» **Action item**: Return the following from the records below: each line, word for word, starting with the line that contains "fan blade in" and going on through the line that contains "Scouting task: drop one point on every instance of the plate", with nothing outside that range.

....................

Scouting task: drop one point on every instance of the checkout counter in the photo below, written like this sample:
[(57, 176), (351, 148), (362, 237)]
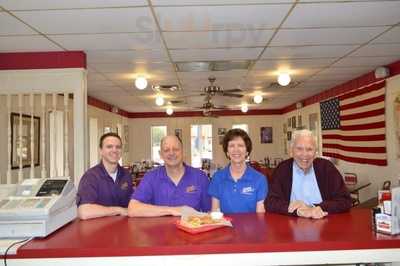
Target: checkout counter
[(36, 207)]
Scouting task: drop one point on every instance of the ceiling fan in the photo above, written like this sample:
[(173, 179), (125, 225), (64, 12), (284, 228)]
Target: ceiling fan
[(212, 90), (208, 107)]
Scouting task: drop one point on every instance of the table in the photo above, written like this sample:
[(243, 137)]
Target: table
[(256, 239)]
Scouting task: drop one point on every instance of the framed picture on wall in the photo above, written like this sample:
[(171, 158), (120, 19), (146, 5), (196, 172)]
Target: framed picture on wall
[(126, 138), (299, 122), (221, 131), (289, 135), (266, 134), (21, 144), (178, 133)]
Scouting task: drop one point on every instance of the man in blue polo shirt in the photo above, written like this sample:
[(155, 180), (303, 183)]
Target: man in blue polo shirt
[(166, 189), (105, 189)]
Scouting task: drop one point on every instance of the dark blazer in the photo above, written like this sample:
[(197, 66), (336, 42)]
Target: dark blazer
[(335, 196)]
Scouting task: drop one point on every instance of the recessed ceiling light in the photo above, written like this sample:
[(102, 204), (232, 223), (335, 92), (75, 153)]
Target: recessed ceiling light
[(244, 108), (141, 82), (284, 79), (159, 100), (169, 111), (258, 98)]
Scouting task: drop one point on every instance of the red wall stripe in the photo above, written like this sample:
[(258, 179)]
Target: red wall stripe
[(373, 87), (363, 114), (364, 126), (361, 81), (382, 162), (355, 138), (42, 60), (355, 149), (376, 99)]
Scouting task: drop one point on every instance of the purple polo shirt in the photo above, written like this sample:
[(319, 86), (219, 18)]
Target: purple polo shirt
[(157, 188), (96, 186)]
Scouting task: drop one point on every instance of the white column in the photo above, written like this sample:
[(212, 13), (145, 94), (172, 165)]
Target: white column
[(9, 139), (80, 130), (20, 176), (53, 160), (32, 172), (43, 134), (66, 157)]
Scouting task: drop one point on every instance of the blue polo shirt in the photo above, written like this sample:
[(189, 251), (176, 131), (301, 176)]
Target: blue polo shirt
[(157, 188), (98, 187), (240, 196)]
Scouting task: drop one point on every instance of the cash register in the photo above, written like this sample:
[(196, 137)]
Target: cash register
[(36, 207)]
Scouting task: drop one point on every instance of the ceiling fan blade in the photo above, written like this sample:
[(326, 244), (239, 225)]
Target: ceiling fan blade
[(232, 95), (234, 90)]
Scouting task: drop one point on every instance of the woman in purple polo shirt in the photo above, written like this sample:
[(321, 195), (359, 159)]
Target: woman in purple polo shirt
[(238, 187)]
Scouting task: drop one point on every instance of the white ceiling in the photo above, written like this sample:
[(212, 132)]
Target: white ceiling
[(321, 43)]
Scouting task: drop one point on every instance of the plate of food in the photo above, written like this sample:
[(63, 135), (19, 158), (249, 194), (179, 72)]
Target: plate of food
[(202, 222)]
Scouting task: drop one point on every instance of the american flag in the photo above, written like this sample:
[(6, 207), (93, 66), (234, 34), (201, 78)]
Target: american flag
[(353, 126)]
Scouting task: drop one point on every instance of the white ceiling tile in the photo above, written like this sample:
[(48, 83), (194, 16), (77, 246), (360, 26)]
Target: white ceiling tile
[(126, 56), (90, 20), (293, 63), (94, 89), (327, 36), (34, 43), (100, 83), (344, 71), (51, 4), (215, 2), (218, 39), (379, 50), (115, 41), (11, 26), (344, 14), (215, 54), (142, 67), (197, 18), (392, 36), (307, 51), (219, 75), (364, 61)]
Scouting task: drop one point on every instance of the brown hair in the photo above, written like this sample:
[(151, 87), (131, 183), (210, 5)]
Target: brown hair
[(106, 135), (237, 133)]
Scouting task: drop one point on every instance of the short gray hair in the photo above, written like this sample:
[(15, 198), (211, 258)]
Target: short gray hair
[(303, 133)]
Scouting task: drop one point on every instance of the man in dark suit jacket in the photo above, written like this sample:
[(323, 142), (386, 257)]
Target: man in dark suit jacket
[(307, 186)]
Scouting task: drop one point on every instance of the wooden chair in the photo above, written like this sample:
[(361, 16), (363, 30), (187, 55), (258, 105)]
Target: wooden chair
[(351, 181)]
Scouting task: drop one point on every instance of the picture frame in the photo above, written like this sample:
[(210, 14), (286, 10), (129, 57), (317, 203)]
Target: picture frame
[(126, 138), (178, 133), (23, 149), (289, 135), (266, 135), (294, 122), (221, 131)]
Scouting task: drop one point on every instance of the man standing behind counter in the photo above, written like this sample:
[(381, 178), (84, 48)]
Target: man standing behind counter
[(166, 189), (105, 189), (307, 186)]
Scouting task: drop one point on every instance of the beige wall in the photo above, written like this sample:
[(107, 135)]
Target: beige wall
[(5, 156), (140, 136)]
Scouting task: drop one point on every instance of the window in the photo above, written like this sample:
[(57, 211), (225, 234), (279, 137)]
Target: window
[(157, 133), (201, 144), (245, 127)]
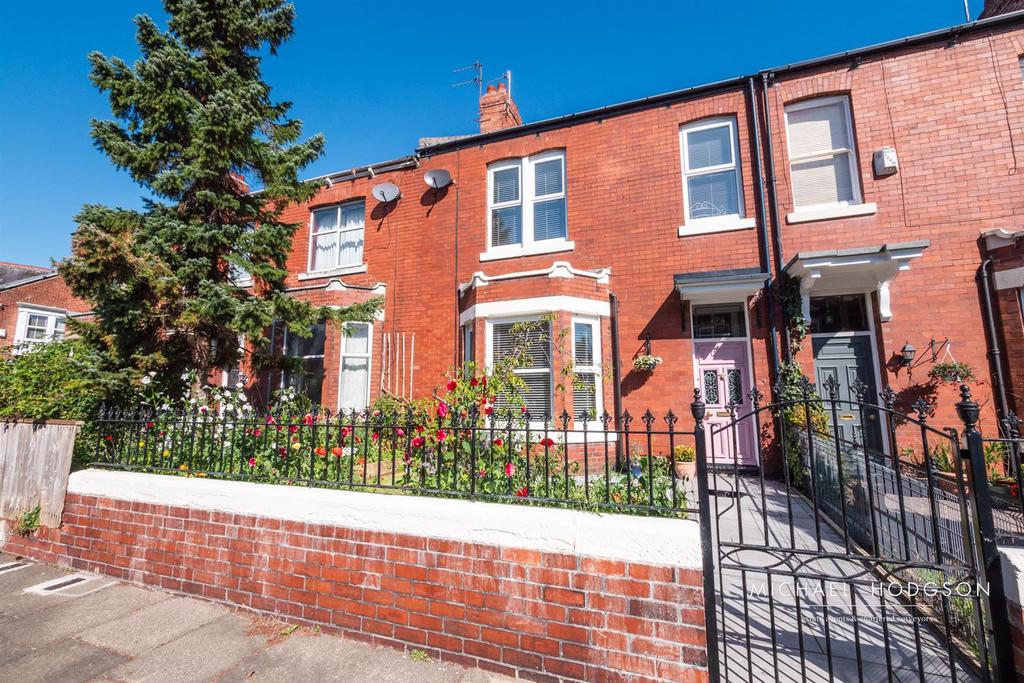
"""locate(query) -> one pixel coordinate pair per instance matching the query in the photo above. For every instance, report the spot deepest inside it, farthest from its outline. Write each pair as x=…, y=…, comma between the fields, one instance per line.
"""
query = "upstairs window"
x=526, y=202
x=712, y=190
x=337, y=237
x=822, y=156
x=39, y=326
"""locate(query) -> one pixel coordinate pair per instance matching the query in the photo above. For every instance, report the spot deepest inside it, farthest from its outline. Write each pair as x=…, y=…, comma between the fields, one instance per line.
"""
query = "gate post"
x=990, y=564
x=698, y=410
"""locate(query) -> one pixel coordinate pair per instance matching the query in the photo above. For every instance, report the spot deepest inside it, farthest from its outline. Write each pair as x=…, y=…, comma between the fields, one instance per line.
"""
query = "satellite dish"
x=437, y=178
x=386, y=191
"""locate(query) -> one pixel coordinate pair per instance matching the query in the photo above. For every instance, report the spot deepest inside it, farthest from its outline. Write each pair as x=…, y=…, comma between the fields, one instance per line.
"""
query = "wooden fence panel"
x=35, y=462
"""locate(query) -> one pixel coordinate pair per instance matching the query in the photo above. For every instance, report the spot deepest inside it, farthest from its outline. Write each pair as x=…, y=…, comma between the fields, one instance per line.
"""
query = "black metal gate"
x=836, y=561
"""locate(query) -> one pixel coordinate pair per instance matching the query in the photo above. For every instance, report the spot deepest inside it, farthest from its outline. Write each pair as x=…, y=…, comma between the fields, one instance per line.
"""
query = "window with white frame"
x=306, y=377
x=534, y=337
x=526, y=201
x=822, y=155
x=39, y=325
x=586, y=368
x=712, y=187
x=337, y=237
x=355, y=367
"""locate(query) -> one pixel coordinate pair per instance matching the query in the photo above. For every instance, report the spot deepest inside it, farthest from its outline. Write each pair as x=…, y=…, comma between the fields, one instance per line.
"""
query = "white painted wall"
x=629, y=538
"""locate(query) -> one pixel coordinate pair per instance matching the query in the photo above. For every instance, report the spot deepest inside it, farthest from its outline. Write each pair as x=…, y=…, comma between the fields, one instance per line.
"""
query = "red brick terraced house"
x=35, y=304
x=881, y=178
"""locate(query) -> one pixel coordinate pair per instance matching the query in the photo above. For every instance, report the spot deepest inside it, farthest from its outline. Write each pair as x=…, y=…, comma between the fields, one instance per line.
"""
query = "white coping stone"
x=630, y=538
x=1013, y=573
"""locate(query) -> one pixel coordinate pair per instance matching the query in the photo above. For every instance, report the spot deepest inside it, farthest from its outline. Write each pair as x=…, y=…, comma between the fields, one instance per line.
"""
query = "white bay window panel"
x=337, y=237
x=822, y=155
x=526, y=204
x=712, y=190
x=354, y=390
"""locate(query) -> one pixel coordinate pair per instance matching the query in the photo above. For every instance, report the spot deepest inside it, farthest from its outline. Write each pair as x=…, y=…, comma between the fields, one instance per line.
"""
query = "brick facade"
x=948, y=109
x=46, y=292
x=542, y=615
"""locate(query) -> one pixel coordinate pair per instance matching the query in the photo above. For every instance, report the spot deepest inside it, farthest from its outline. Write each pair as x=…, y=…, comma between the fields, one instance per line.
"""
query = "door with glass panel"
x=722, y=363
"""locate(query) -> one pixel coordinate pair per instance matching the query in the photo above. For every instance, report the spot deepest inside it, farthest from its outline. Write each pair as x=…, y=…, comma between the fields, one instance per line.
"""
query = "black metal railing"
x=583, y=463
x=1003, y=461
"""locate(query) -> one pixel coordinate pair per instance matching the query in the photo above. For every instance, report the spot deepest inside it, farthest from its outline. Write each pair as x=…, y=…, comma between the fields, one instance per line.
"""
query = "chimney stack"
x=498, y=112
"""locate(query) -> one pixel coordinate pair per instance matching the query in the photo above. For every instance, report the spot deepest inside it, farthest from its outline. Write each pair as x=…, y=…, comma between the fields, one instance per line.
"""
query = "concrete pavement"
x=100, y=630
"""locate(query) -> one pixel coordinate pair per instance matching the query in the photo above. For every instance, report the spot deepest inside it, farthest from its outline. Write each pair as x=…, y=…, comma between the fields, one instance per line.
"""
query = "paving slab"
x=154, y=626
x=199, y=655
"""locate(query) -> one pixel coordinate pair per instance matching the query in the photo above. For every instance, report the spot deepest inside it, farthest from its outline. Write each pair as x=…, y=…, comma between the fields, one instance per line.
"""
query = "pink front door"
x=723, y=377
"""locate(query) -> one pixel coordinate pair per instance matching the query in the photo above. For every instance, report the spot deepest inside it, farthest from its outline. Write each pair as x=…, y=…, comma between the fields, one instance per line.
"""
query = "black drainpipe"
x=763, y=229
x=993, y=338
x=616, y=382
x=773, y=204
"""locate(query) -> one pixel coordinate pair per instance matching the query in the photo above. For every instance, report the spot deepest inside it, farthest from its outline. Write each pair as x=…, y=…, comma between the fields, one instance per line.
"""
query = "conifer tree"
x=196, y=125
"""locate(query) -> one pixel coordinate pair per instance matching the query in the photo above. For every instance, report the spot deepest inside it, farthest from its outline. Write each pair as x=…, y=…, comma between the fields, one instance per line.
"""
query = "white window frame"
x=52, y=315
x=337, y=268
x=489, y=356
x=854, y=207
x=526, y=201
x=707, y=224
x=369, y=355
x=593, y=369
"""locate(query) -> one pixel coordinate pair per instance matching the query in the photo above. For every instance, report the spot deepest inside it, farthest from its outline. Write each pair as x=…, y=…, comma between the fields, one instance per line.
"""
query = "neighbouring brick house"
x=35, y=304
x=870, y=175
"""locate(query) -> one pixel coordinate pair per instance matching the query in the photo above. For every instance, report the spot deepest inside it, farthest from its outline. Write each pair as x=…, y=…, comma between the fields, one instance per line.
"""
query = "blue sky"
x=375, y=77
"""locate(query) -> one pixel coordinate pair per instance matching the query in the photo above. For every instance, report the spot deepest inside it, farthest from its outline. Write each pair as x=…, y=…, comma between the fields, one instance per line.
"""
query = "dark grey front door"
x=848, y=357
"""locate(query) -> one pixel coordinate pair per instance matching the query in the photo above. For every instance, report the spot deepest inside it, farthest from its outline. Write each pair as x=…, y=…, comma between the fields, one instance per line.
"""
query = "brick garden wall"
x=544, y=615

....................

» **Answer box**:
Scouting task: drop one point on every instance of the ceiling fan blade in the photo above, written like this sample:
[(326, 244), (239, 225)]
Target: ceiling fan blade
[(232, 95), (234, 90)]
Scouting task: drop one point on every instance of the woman in purple polo shirt in the photo above, written like this sample:
[(321, 195), (359, 159)]
Target: woman in purple polo shirt
[(238, 187)]
Scouting task: drop one point on every instance of the white ceiling in the photo above, written like this sample:
[(212, 132)]
Target: white ceiling
[(321, 43)]
Scouting task: drop one point on every instance of the plate of food in the photo above, written like this sample:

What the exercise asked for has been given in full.